● **Given task**
Which lines in the records below contain the word "head"? Copy each of those lines in full.

___ Record excerpts ___

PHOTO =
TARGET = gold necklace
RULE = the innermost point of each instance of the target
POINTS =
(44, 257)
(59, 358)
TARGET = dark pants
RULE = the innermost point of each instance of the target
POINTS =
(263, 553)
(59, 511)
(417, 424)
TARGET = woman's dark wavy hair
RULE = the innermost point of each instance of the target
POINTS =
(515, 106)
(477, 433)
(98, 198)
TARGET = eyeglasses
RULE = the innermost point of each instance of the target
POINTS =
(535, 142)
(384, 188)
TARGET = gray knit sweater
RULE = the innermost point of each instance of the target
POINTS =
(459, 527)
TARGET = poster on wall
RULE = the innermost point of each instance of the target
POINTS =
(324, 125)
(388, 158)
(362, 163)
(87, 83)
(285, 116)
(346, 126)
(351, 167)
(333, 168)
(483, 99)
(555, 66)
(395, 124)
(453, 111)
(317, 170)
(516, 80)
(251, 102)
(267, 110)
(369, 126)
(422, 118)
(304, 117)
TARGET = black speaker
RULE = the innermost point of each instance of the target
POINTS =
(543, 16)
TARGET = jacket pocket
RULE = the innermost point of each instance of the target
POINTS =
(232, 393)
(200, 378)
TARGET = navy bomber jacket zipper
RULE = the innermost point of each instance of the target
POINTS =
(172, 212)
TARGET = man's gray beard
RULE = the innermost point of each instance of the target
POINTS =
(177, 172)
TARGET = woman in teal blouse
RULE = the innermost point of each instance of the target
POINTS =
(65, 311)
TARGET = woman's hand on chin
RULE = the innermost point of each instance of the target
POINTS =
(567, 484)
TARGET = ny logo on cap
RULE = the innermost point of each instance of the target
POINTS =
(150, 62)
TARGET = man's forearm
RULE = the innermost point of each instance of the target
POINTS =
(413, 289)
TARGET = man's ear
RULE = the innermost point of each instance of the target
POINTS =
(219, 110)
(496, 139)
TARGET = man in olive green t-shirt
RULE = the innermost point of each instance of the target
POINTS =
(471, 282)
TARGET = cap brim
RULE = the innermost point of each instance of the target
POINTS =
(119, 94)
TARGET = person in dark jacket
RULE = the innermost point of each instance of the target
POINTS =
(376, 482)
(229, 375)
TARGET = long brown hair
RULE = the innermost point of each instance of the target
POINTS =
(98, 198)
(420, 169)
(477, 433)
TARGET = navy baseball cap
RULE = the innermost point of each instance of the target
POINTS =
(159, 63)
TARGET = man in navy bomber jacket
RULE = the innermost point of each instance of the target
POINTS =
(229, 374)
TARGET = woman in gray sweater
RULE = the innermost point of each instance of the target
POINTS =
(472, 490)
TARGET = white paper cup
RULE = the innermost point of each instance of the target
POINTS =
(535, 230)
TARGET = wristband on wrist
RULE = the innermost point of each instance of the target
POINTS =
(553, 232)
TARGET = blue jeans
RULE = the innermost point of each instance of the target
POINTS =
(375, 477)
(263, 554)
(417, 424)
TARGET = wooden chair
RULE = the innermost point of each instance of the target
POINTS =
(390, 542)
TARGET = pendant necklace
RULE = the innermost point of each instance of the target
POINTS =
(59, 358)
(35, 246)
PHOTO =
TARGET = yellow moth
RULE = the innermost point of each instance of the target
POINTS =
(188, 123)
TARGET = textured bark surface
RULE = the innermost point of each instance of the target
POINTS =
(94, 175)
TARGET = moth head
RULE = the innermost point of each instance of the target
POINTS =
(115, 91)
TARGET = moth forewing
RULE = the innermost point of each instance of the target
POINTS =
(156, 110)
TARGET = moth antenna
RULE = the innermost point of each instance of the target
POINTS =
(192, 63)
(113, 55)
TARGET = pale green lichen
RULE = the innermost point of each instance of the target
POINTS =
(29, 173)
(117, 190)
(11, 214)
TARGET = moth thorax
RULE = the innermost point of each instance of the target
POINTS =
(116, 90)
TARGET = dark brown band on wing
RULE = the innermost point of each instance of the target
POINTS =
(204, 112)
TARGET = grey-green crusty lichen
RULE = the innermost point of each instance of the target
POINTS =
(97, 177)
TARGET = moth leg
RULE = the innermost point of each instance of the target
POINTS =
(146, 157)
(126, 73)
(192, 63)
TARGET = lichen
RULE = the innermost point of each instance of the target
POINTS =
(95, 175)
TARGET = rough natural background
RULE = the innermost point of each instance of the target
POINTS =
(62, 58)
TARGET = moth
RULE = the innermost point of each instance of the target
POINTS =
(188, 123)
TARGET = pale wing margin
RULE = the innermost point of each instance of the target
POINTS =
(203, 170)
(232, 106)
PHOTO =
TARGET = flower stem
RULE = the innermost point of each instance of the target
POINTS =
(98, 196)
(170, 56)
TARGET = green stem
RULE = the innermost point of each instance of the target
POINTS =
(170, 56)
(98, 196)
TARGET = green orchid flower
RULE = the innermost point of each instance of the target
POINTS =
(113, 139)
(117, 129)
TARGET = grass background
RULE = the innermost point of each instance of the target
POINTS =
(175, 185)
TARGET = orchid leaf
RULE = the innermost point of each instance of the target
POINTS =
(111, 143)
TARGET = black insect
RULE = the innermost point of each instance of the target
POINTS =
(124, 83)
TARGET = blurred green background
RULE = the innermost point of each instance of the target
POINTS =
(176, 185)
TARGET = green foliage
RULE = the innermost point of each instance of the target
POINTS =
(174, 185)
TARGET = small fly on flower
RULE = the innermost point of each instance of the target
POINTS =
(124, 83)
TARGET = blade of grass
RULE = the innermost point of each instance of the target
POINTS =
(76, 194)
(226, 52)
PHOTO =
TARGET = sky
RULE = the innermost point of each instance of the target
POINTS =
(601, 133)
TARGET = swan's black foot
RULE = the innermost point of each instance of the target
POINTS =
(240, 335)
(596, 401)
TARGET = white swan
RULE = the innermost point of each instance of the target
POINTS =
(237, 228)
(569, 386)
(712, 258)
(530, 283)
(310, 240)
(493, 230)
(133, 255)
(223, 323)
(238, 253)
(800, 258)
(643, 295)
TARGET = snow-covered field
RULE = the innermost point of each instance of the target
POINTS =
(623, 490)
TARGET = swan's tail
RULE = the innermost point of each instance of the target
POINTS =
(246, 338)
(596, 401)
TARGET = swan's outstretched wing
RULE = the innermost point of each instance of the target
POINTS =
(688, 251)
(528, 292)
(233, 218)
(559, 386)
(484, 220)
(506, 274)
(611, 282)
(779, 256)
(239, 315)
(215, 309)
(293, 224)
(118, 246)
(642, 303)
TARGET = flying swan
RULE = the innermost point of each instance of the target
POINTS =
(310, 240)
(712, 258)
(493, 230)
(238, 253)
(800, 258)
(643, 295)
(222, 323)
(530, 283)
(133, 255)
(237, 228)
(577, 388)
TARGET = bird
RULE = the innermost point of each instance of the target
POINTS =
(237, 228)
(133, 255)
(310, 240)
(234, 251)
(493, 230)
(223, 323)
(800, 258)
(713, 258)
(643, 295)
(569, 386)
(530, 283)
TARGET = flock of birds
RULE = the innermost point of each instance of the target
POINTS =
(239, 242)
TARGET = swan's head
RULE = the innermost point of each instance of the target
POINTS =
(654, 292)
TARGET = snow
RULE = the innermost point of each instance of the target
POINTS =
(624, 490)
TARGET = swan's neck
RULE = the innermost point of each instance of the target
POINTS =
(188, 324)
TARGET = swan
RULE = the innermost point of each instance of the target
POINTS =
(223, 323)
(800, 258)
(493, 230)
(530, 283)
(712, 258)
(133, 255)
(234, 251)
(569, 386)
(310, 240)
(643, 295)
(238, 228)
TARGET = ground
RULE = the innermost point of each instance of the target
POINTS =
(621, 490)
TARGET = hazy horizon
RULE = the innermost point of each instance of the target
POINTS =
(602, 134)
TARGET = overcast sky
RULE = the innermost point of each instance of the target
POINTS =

___
___ Record excerpts ___

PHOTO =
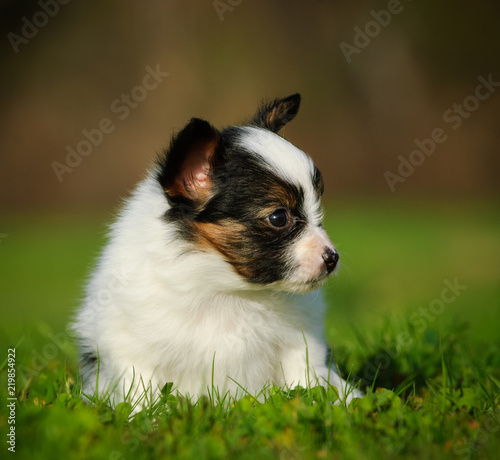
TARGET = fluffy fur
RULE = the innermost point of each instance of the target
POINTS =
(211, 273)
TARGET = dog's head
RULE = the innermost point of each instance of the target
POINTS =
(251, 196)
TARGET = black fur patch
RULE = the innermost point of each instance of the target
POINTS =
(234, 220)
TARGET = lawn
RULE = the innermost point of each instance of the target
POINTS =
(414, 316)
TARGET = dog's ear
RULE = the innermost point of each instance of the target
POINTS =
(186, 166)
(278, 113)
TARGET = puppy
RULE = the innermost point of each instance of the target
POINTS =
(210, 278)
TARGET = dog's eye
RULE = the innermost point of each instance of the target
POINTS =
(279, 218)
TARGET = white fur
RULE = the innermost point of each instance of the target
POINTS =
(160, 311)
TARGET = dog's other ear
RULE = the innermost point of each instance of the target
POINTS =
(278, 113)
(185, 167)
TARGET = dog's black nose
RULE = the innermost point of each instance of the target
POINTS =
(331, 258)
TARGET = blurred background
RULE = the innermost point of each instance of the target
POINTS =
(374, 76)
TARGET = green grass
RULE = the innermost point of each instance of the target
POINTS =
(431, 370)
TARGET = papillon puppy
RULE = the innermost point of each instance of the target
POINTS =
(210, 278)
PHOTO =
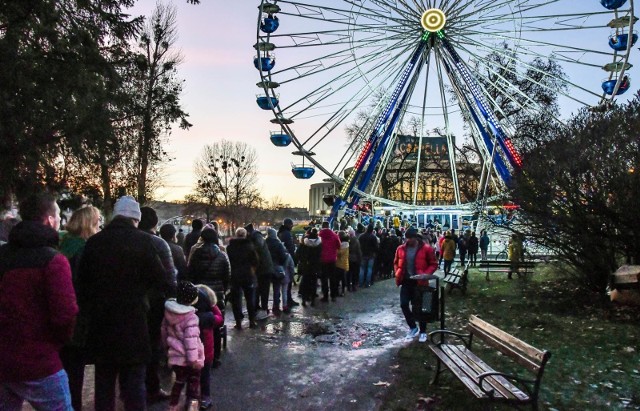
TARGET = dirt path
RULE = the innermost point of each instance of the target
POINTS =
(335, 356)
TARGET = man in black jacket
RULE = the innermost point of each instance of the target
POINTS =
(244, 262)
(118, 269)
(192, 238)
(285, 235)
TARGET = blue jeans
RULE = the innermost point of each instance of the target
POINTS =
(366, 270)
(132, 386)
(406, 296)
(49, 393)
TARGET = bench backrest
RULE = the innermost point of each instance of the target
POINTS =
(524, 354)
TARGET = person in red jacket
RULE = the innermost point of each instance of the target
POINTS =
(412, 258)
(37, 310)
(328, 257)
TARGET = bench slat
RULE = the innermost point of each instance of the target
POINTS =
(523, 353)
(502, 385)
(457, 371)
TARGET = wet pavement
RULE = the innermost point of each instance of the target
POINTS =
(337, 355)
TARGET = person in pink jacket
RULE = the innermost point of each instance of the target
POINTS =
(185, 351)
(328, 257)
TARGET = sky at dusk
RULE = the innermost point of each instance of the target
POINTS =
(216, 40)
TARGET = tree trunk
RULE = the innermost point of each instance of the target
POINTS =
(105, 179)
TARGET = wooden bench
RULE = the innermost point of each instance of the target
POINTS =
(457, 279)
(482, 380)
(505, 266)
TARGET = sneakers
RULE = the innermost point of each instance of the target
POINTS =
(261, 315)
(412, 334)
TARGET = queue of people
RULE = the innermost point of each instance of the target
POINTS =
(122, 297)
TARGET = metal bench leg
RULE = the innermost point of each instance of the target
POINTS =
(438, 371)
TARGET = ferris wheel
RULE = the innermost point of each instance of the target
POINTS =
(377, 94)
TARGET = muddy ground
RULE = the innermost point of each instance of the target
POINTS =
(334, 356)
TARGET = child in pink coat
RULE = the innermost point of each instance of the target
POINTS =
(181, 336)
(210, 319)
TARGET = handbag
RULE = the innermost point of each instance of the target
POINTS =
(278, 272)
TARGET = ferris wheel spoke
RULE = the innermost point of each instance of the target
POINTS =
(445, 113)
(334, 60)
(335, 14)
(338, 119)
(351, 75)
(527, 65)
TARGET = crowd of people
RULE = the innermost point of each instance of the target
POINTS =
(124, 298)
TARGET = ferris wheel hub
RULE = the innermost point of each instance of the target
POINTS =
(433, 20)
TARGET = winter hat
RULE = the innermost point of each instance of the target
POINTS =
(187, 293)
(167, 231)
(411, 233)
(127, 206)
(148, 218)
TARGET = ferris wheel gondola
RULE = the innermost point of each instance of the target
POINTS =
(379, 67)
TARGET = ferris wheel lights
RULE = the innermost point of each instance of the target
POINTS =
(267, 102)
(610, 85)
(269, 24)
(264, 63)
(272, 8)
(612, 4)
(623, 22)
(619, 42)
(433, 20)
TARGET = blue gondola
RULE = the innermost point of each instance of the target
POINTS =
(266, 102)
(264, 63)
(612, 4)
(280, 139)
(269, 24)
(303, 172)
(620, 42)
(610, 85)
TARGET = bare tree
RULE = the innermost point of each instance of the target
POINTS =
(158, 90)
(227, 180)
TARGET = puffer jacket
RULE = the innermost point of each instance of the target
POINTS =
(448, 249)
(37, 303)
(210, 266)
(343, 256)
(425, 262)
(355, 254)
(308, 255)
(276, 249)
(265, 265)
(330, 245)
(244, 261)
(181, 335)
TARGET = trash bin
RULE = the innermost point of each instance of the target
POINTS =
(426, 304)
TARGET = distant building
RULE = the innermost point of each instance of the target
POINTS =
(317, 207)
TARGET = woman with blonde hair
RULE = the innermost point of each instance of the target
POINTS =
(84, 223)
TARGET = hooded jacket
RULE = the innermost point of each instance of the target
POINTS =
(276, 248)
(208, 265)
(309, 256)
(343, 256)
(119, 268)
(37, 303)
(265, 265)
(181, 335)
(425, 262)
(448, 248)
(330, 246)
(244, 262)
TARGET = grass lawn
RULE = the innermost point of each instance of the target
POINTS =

___

● **Answer to the exercise**
TARGET = moth head
TARGET = swan's head
TARGET = dog's head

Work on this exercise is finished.